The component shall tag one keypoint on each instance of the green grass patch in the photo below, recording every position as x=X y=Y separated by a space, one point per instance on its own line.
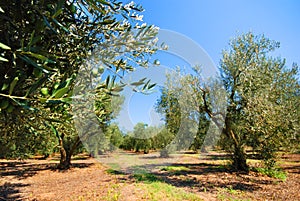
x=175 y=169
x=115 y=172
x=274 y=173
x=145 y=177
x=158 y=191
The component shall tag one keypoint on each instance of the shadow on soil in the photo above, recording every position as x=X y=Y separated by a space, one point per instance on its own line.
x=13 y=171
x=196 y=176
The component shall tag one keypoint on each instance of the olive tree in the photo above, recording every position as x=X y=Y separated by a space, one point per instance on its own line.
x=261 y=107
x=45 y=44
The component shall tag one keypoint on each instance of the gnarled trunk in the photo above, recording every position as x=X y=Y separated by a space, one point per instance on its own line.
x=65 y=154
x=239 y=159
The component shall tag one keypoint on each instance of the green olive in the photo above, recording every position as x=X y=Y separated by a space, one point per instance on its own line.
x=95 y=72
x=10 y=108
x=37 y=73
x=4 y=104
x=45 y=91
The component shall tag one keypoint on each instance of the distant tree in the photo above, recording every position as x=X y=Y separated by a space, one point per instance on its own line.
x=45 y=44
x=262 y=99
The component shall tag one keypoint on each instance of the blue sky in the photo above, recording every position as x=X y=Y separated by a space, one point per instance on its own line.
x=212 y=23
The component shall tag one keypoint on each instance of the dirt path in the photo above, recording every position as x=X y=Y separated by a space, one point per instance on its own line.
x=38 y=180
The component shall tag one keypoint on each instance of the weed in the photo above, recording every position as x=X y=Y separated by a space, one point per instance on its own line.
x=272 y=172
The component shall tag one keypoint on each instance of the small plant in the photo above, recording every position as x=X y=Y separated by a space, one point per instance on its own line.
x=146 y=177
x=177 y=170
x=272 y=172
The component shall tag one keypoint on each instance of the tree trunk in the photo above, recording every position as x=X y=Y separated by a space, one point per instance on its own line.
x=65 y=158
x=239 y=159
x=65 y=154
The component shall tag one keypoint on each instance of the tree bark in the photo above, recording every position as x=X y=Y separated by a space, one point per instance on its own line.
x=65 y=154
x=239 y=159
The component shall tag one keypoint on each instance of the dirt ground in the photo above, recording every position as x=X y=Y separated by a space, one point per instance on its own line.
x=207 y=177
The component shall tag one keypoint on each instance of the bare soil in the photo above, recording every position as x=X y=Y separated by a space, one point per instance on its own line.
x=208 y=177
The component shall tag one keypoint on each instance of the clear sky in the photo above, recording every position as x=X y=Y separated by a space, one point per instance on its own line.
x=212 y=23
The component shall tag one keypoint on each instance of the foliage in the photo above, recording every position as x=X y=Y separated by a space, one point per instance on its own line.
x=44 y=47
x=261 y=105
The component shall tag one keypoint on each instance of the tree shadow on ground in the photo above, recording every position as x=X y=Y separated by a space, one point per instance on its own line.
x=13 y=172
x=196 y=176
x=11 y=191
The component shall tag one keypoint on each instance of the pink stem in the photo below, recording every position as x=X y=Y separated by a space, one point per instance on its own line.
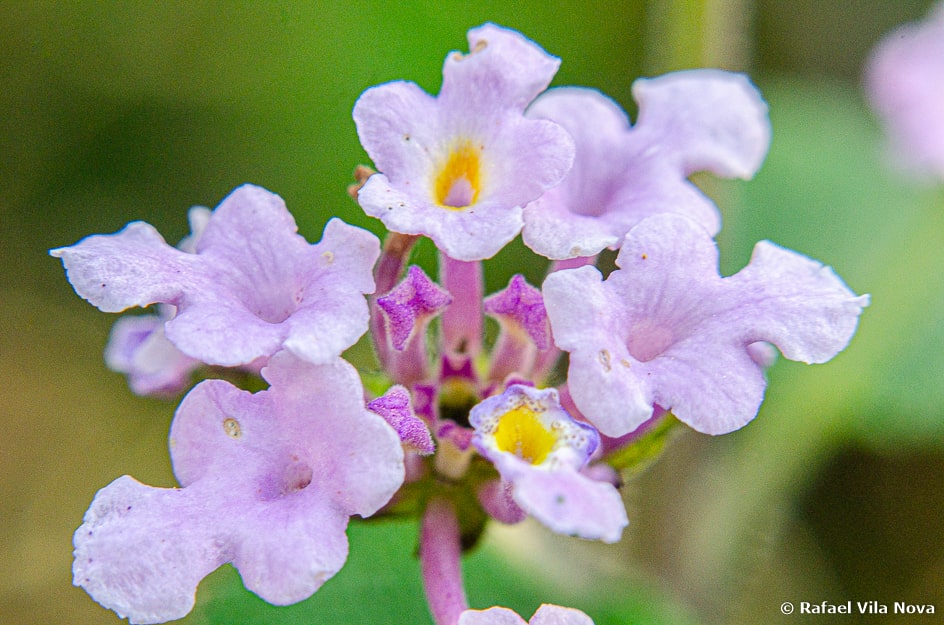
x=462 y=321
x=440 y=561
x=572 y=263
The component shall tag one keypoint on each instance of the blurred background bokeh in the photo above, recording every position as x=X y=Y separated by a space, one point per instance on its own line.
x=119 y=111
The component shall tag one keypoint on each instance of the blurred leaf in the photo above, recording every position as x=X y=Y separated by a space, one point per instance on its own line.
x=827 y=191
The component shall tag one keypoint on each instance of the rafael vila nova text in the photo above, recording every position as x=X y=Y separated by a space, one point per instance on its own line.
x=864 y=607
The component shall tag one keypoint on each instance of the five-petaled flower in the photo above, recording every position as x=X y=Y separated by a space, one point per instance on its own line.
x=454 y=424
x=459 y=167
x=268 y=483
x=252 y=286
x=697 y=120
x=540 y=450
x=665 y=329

* * *

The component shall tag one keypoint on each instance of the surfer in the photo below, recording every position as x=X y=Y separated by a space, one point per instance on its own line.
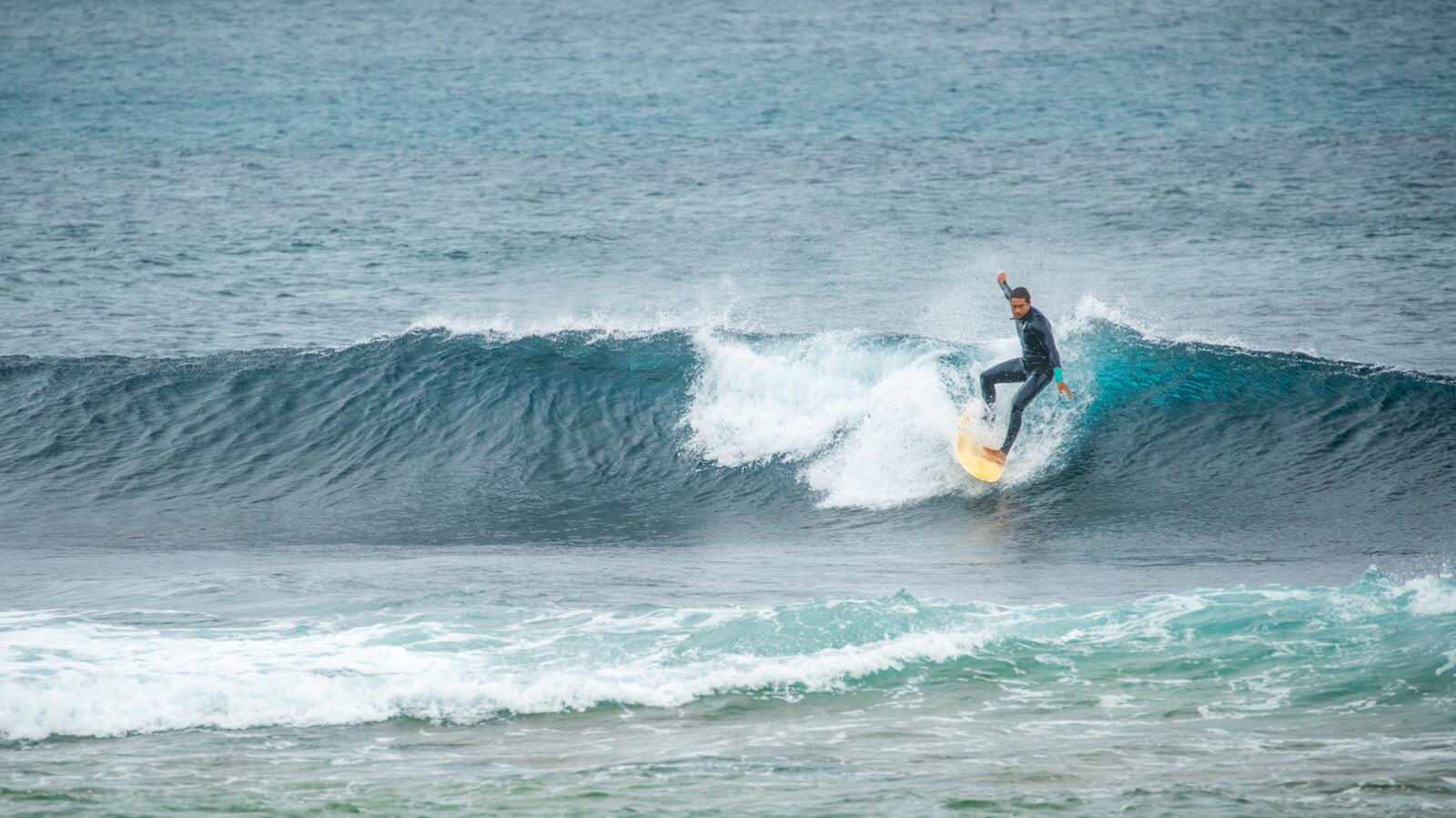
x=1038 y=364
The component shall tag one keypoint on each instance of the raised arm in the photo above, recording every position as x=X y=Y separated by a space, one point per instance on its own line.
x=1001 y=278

*TASK DESCRIPTION:*
Gather each line in the rows above that contains the string "path". The match is case-sensitive.

*SOLUTION FOR THIS PROBLEM:*
The component shall tag one keypoint on each instance of the dirt path in the photo above, recording every position as x=X y=Y separated by a space, one point per instance on its own line.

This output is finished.